▶ **What is expected**
Can you return, word for word, the lines of the records from the line with "Could you spot the black" to the line with "(1306, 246)", including both of those lines?

▶ **The records**

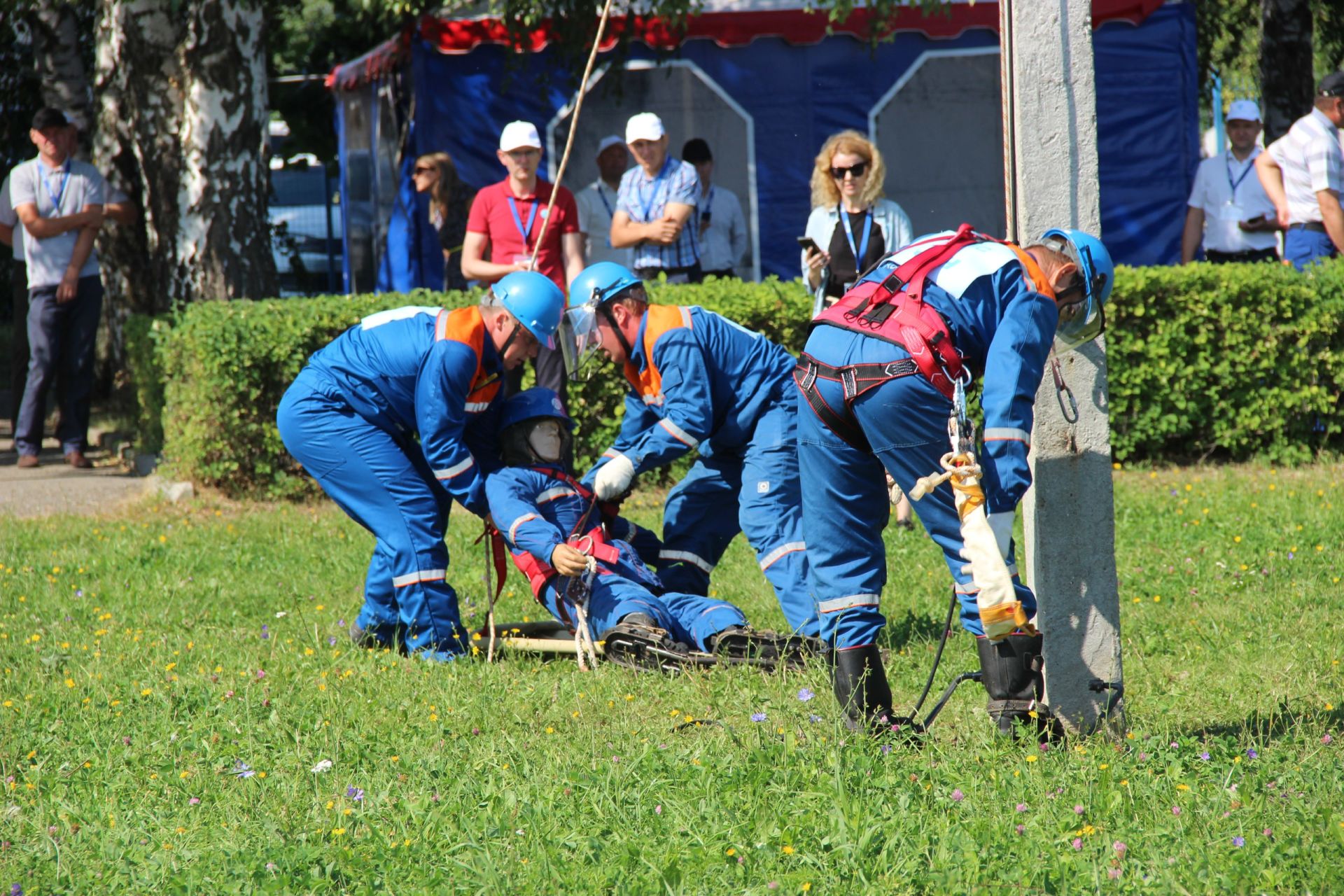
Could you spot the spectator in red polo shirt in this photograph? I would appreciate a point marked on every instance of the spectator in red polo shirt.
---
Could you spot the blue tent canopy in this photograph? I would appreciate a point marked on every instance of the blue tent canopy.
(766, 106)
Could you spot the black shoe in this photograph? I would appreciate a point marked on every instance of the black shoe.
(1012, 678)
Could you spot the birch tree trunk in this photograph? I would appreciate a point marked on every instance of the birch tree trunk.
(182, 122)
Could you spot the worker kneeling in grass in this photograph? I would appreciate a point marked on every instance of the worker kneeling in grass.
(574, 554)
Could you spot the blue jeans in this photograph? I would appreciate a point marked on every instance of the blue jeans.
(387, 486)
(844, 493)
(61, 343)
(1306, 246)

▶ **Task output**
Could you spot the black shoe in this photograph? I would appreciate a point marked on every instance of the black shoe.
(1012, 678)
Could you spot the birch tree trunk in this photograph? I would appreciate a point marked on every instance of the birch tree trunk.
(182, 122)
Could you spot the worker kneeling in grass in this photograph? I would appreciate a point marked on every instance of the worker kneeling in grass.
(574, 554)
Could you spot the blue jeans in this photograph? I would appreciate a point marked on every instance of the blue jeans.
(387, 486)
(844, 493)
(61, 343)
(1306, 246)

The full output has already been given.